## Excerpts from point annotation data
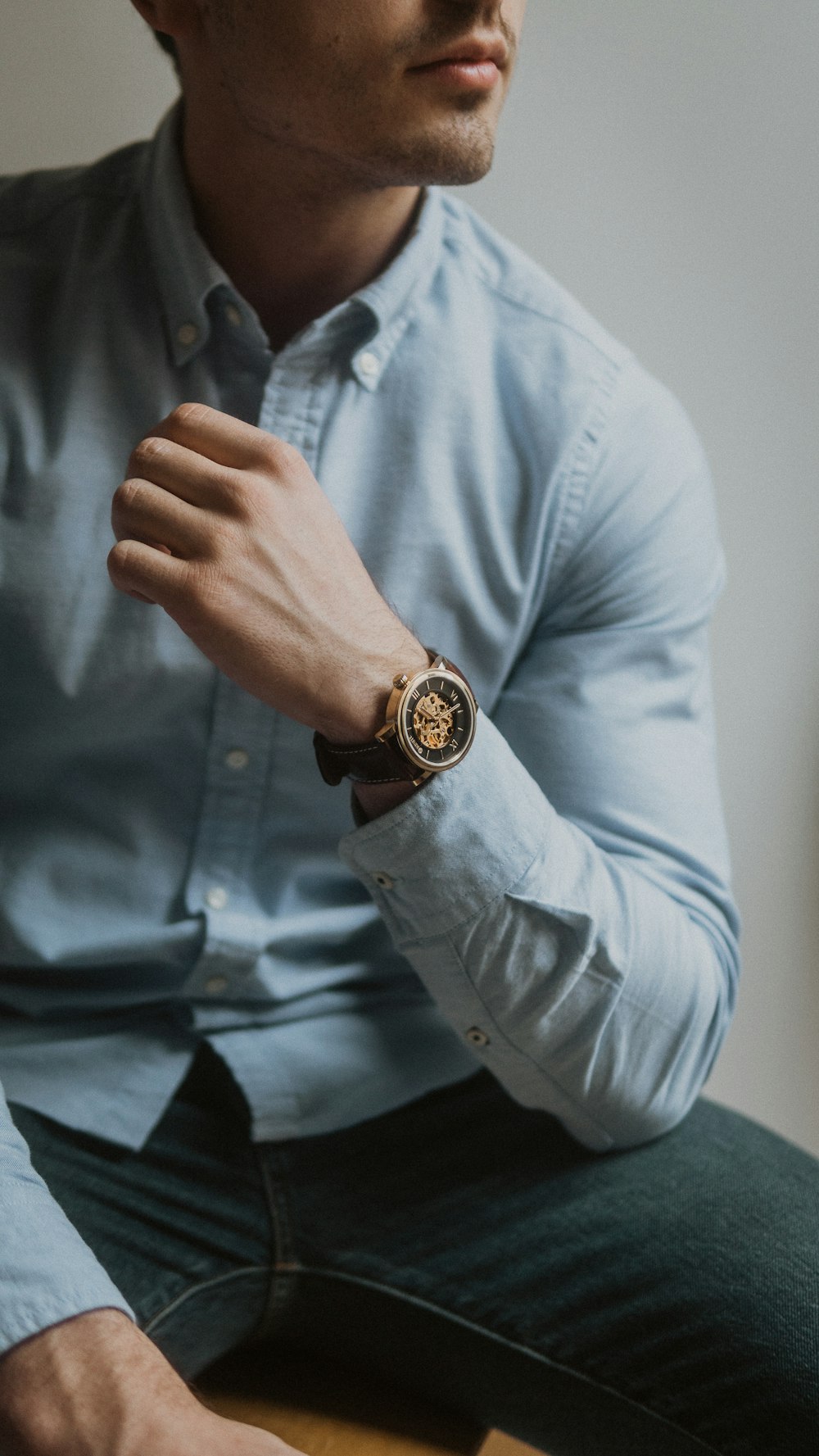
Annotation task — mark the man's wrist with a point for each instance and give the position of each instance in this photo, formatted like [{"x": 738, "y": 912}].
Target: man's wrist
[{"x": 370, "y": 682}]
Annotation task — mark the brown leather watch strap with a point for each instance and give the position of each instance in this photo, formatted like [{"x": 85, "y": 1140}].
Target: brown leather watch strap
[{"x": 363, "y": 762}]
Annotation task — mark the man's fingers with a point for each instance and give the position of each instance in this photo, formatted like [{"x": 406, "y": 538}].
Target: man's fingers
[
  {"x": 221, "y": 438},
  {"x": 153, "y": 513},
  {"x": 191, "y": 476},
  {"x": 146, "y": 571}
]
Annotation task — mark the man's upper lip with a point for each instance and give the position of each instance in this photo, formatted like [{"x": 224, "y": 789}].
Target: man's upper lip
[{"x": 472, "y": 52}]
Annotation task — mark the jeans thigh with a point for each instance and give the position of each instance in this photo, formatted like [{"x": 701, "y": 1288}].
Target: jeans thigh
[
  {"x": 181, "y": 1227},
  {"x": 661, "y": 1299}
]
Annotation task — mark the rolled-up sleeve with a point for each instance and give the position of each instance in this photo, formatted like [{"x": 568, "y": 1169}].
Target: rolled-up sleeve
[
  {"x": 563, "y": 894},
  {"x": 47, "y": 1272}
]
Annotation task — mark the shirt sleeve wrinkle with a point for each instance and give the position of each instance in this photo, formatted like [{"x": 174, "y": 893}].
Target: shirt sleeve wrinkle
[{"x": 605, "y": 970}]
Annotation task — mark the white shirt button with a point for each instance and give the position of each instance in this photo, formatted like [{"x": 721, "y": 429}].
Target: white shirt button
[
  {"x": 369, "y": 365},
  {"x": 477, "y": 1037},
  {"x": 217, "y": 985},
  {"x": 238, "y": 759}
]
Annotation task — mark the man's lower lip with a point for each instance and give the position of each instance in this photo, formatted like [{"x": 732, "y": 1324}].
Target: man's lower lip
[{"x": 468, "y": 75}]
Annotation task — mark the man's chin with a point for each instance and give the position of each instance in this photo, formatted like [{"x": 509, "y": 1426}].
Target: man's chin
[{"x": 438, "y": 163}]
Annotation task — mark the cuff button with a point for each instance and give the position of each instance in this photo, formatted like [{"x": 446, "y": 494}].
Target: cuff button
[{"x": 477, "y": 1037}]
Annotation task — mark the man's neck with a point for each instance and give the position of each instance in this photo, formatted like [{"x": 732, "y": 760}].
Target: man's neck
[{"x": 292, "y": 239}]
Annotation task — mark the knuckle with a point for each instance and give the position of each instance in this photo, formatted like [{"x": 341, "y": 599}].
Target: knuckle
[
  {"x": 149, "y": 450},
  {"x": 189, "y": 415},
  {"x": 277, "y": 455},
  {"x": 127, "y": 496},
  {"x": 120, "y": 558}
]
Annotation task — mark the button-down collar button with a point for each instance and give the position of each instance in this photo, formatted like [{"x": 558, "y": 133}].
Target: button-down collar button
[
  {"x": 369, "y": 365},
  {"x": 238, "y": 759},
  {"x": 477, "y": 1037},
  {"x": 217, "y": 985}
]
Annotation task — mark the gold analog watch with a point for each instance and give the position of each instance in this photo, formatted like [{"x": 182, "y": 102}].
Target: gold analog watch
[{"x": 429, "y": 727}]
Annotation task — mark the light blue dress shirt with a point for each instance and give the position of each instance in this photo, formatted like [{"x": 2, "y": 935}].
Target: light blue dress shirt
[{"x": 172, "y": 867}]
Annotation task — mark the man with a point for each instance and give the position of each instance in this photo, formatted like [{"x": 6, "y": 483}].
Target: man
[{"x": 377, "y": 460}]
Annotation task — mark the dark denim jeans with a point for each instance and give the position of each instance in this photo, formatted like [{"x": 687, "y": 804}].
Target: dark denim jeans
[{"x": 652, "y": 1302}]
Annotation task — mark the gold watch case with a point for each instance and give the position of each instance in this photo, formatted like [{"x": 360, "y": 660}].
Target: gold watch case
[{"x": 431, "y": 717}]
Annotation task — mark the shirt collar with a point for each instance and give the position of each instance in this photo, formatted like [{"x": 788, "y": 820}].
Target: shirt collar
[{"x": 188, "y": 275}]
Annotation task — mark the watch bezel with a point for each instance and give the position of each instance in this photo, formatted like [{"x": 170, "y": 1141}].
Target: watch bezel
[{"x": 418, "y": 756}]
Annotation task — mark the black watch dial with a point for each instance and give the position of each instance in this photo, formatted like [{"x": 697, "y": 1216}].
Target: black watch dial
[{"x": 435, "y": 719}]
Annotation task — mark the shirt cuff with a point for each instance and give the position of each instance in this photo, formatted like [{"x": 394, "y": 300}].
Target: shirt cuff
[
  {"x": 455, "y": 846},
  {"x": 47, "y": 1270}
]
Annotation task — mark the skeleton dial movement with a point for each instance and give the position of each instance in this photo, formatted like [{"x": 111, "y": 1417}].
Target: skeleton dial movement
[{"x": 435, "y": 719}]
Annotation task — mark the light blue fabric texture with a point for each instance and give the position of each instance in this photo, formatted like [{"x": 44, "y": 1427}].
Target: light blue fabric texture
[{"x": 532, "y": 504}]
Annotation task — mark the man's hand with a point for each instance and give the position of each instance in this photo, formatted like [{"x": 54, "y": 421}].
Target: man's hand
[
  {"x": 227, "y": 528},
  {"x": 97, "y": 1386}
]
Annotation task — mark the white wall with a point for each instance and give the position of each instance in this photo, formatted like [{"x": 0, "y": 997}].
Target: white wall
[{"x": 658, "y": 156}]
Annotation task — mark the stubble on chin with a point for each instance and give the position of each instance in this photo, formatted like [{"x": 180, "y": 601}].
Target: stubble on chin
[{"x": 450, "y": 156}]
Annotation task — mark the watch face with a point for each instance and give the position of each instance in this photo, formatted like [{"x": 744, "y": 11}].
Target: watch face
[{"x": 435, "y": 719}]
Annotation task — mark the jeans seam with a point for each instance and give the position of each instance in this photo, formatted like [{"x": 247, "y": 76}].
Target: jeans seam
[
  {"x": 197, "y": 1289},
  {"x": 284, "y": 1266},
  {"x": 511, "y": 1345}
]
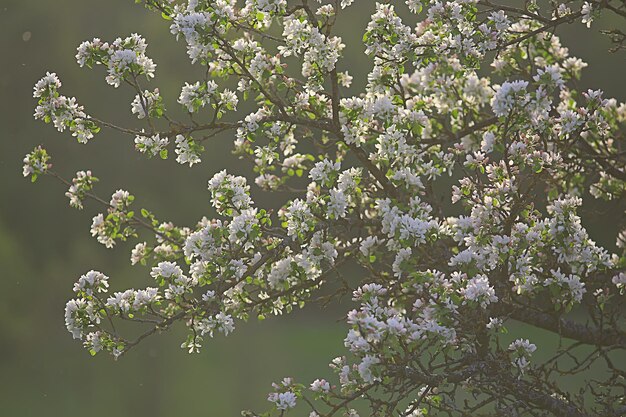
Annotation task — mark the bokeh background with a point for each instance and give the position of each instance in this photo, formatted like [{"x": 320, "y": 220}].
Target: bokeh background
[{"x": 45, "y": 245}]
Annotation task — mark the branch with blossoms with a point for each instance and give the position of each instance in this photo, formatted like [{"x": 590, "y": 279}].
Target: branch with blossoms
[{"x": 454, "y": 180}]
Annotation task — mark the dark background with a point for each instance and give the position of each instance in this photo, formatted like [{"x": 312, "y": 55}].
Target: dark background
[{"x": 45, "y": 245}]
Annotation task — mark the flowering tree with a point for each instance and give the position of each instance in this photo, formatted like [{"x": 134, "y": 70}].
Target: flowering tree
[{"x": 455, "y": 193}]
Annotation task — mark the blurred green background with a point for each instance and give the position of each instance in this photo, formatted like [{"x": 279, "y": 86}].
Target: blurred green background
[{"x": 45, "y": 246}]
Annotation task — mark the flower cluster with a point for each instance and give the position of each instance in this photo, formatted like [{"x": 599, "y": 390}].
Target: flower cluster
[
  {"x": 457, "y": 181},
  {"x": 125, "y": 59}
]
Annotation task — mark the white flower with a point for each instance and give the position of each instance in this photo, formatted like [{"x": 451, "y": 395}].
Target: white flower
[
  {"x": 187, "y": 150},
  {"x": 92, "y": 281},
  {"x": 323, "y": 170},
  {"x": 479, "y": 290},
  {"x": 320, "y": 385},
  {"x": 283, "y": 400},
  {"x": 509, "y": 94},
  {"x": 586, "y": 11}
]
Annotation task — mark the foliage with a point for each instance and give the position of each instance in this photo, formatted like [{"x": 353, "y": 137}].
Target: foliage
[{"x": 479, "y": 94}]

## WHAT THE TASK ASKS
Leave out the pictures and reproduce the rest of the listing exactly.

## COMPLETED EXERCISE
Annotation task — mark the man's wrist with a point for each instance and give the position of each instance in this photo, formatted like [{"x": 738, "y": 912}].
Target: man's wrist
[{"x": 370, "y": 682}]
Annotation task — mark the brown leather watch strap with a point for each instance and give the position of each instance in this photo, formatted like [{"x": 85, "y": 1140}].
Target: brown leather watch strap
[{"x": 363, "y": 762}]
Annotation task — mark the man's fingers with a point for each instance and give the position of each instance in this photo, formatted like [{"x": 406, "y": 538}].
Target: man's fingers
[
  {"x": 221, "y": 438},
  {"x": 153, "y": 513},
  {"x": 191, "y": 476},
  {"x": 146, "y": 571}
]
Annotation task — mark the man's upper lip with a point for each instance and give the position of each instance in this photo, formatted like [{"x": 224, "y": 789}].
Target: man's upper lip
[{"x": 472, "y": 52}]
Annotation task — mark the jeans thigh with a point for each instance and give the position of each instance in this photo, formatted like [{"x": 701, "y": 1288}].
Target: jeans thigh
[
  {"x": 181, "y": 1227},
  {"x": 661, "y": 1299}
]
Annotation task — mark the rolled-up sleeve with a point for each instance and give the position of each instance in this photo, formatted like [{"x": 568, "y": 1169}].
Target: rolled-up sleeve
[
  {"x": 563, "y": 894},
  {"x": 47, "y": 1272}
]
Annotation task — mark the shirt sleeve wrinkle with a point for each instance and give the position of each instance in this photo, formatted like [{"x": 174, "y": 893}].
Target: shirt sleeve wrinkle
[{"x": 605, "y": 970}]
Annotation task — mark the white shirt button with a point for each instance and give the position of each instance in this photo, formatted like [{"x": 721, "y": 429}].
Target: white shirt button
[
  {"x": 369, "y": 365},
  {"x": 477, "y": 1037},
  {"x": 217, "y": 985},
  {"x": 238, "y": 759}
]
Annotation task — mark the man's lower lip with a point for each instance and give the position of each instance in this photo, formatted like [{"x": 732, "y": 1324}].
Target: man's lower lip
[{"x": 468, "y": 75}]
Annotation task — mark the man's chin with a point for each instance and give the position of each instance in this photo, formatted like [{"x": 509, "y": 1426}].
Target: man's chin
[{"x": 438, "y": 163}]
Annotation task — mark the cuff button with a point for each instance and give the position of each instance in this photo, formatted like [{"x": 446, "y": 494}].
Target: cuff button
[{"x": 477, "y": 1037}]
Annotation task — mark the man's neck with a point for each instance and give the position of each instance in this photo, formatted like [{"x": 732, "y": 760}].
Target: man's neck
[{"x": 292, "y": 239}]
Annotation task — mark the knuckle with a point for each instance and give the position of each instance in this photo, formatted like [{"x": 341, "y": 599}].
Target: knuckle
[
  {"x": 149, "y": 450},
  {"x": 189, "y": 415},
  {"x": 277, "y": 455},
  {"x": 127, "y": 496},
  {"x": 120, "y": 558}
]
Annotation task — mark the button-down collar button with a point for each instance and give the position of each instance in this photo, formatted like [{"x": 558, "y": 133}].
Target: button-down collar button
[
  {"x": 369, "y": 365},
  {"x": 238, "y": 759},
  {"x": 477, "y": 1037},
  {"x": 217, "y": 985}
]
Annotation task — mark the gold analog watch with a point for each instance and give the position of each instance in this photo, formatted like [{"x": 182, "y": 102}].
Target: gold analog watch
[{"x": 429, "y": 727}]
Annotation task — mark the light blue dress shirt with a point for each instance and give the position of each instance in this photo, formatted like [{"x": 2, "y": 935}].
Target: light blue dress shirt
[{"x": 172, "y": 867}]
Annotation task — mark the man with a point for each instance and give the position of each instance in this photo, formatted like [{"x": 6, "y": 483}].
Target: man
[{"x": 377, "y": 460}]
Annotation task — mark the dark denim jeans with a point for each instance and give the position of each instance in this photo, formatted like [{"x": 687, "y": 804}].
Target: dark denim jeans
[{"x": 652, "y": 1302}]
Annotation task — mark the gold watch case with a point for each instance and give the position of each instance in this photo, formatted like [{"x": 360, "y": 660}].
Target: gold watch case
[{"x": 431, "y": 717}]
Annotation task — mark the shirt collar with a point for each instance and give the position of each instance in this photo, formatted like [{"x": 788, "y": 820}].
Target: shirt collar
[{"x": 188, "y": 275}]
Annotation task — mark the watch bezel with a point for each instance and give the position of each instance in this photo, formatted like [{"x": 170, "y": 1141}].
Target: watch bezel
[{"x": 418, "y": 756}]
Annotation task — mark the black watch dial with a point for each instance and give the position of each instance in this photo, formatted like [{"x": 697, "y": 1216}].
Target: black watch dial
[{"x": 435, "y": 719}]
Annotation task — mark the shirt cuff with a point for each instance and give the position of each instance in this photo, formatted like [{"x": 394, "y": 300}].
Target: shirt cuff
[
  {"x": 455, "y": 846},
  {"x": 47, "y": 1270}
]
Annotation task — mark the skeleton dial movement with a point for each instance and give the position of each instance in this photo, formatted like [{"x": 111, "y": 1417}].
Target: skeleton dial movement
[{"x": 435, "y": 719}]
Annotation task — mark the light blue fabric texture with a point for each instance and give the position of each instance in this photo, formatted like [{"x": 44, "y": 1427}].
Target: light blue fabric texture
[{"x": 532, "y": 504}]
Annotation task — mark the man's hand with a point for each instance and give the position of each instance in this photo, formatted like [{"x": 54, "y": 421}].
Target: man's hand
[
  {"x": 227, "y": 528},
  {"x": 97, "y": 1386}
]
Annotation task — mark the white wall with a point for each instance and give the position of each instance in this photo, formatted like [{"x": 0, "y": 997}].
Target: white wall
[{"x": 658, "y": 156}]
Annotation task — mark the stubble on chin with a point for each instance and give the position of each instance in this photo, formatted like [{"x": 180, "y": 601}].
Target: stubble on chin
[{"x": 450, "y": 156}]
Annotation task — mark the watch face with a point for each instance and give the position of each instance in this photo, formatted like [{"x": 744, "y": 11}].
Target: watch face
[{"x": 435, "y": 719}]
Annotation task — mark the jeans seam with a point for each instance and give the position of each instance in this photo, formatted like [{"x": 247, "y": 76}].
Target: jeans seam
[
  {"x": 197, "y": 1289},
  {"x": 284, "y": 1266},
  {"x": 511, "y": 1345}
]
Annotation task — mark the bokeh background with a point for each instance and give the position of each instance in this photo, formatted like [{"x": 320, "y": 220}].
Target: bokeh background
[{"x": 45, "y": 245}]
Annotation task — mark the branch with blossoms with a point for each instance and give the position of each instance in this photo, formatted like [{"x": 590, "y": 279}].
Target: branch with blossoms
[{"x": 454, "y": 180}]
Annotation task — mark the dark background with a point for each instance and give the position of each instance in this photo, formatted like [{"x": 312, "y": 55}].
Target: dark background
[{"x": 45, "y": 245}]
Annotation task — mark the flowering tree with a point for each instance and give the position of each instance in this photo, formatted like [{"x": 134, "y": 70}].
Target: flowering tree
[{"x": 455, "y": 193}]
Annotation task — mark the blurred green background with a point for each instance and give the position of each instance in this photo, formatted like [{"x": 279, "y": 86}].
Target: blurred green background
[{"x": 45, "y": 246}]
Annotation task — mark the flower cluster with a point for each instance and give the position of each instance in this photo, formatted like [{"x": 599, "y": 390}].
Target: flower cluster
[
  {"x": 457, "y": 181},
  {"x": 125, "y": 59}
]
Annotation task — mark the white flower with a point for each instance and give the position of each instance in this photo, formatted like [{"x": 451, "y": 395}].
Target: white flower
[
  {"x": 187, "y": 150},
  {"x": 92, "y": 281},
  {"x": 323, "y": 170},
  {"x": 479, "y": 290},
  {"x": 320, "y": 385},
  {"x": 283, "y": 400},
  {"x": 509, "y": 94},
  {"x": 586, "y": 11}
]
Annotation task — mark the foliage with a point for each instance and give the position of each instance in this photo, formatted like [{"x": 353, "y": 137}].
Target: foliage
[{"x": 479, "y": 94}]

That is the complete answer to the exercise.